Excerpts of labeled region data:
--
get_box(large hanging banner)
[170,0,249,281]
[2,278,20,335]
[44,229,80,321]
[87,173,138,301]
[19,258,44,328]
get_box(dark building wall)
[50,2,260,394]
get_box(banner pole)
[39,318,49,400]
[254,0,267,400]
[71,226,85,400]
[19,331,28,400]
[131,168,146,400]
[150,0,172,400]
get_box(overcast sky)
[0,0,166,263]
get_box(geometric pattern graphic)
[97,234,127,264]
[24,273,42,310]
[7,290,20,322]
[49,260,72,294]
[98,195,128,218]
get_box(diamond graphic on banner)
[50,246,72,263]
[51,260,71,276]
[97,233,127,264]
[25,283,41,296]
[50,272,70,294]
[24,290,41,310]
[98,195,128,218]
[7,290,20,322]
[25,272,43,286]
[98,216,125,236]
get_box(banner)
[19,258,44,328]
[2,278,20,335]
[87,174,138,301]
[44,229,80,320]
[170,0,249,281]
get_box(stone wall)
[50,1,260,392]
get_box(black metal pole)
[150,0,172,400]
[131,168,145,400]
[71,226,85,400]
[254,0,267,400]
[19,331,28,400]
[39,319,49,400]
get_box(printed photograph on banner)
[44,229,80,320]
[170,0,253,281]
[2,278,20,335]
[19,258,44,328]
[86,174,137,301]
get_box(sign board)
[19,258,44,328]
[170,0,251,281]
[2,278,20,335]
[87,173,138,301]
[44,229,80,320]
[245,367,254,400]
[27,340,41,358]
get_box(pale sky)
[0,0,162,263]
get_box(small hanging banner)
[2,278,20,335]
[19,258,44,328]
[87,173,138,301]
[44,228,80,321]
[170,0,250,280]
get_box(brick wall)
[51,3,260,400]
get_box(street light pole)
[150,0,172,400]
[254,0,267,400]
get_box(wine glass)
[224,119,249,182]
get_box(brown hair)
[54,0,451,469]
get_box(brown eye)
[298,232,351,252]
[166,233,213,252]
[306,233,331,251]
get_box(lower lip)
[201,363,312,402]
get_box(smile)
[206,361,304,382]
--
Instructions for the task:
Rewrite the entries between the line holding "get_box(overcast sky)" and the line holding "[50,1,260,392]", inclusive, as a two-column CSV with the headers "label" and "boxes", using one row per entry. Put each field in double quotes and turn every line break inside a field into a space.

The answer:
label,boxes
"get_box(overcast sky)","[0,0,166,263]"
"get_box(geometric pattern graphic)","[97,234,127,264] [24,273,42,310] [7,290,20,322] [49,260,72,294] [98,195,128,218]"
"get_box(diamond graphic on banner)","[50,246,72,263] [51,260,71,276] [97,233,127,264] [25,283,41,296] [50,272,70,294] [24,290,41,310] [98,195,128,218] [7,290,20,322] [25,272,43,286] [98,216,125,236]"
"get_box(banner)","[19,258,44,328] [2,278,20,335] [87,174,138,301] [44,229,80,320] [170,0,249,281]"
"get_box(stone wall)","[50,1,260,392]"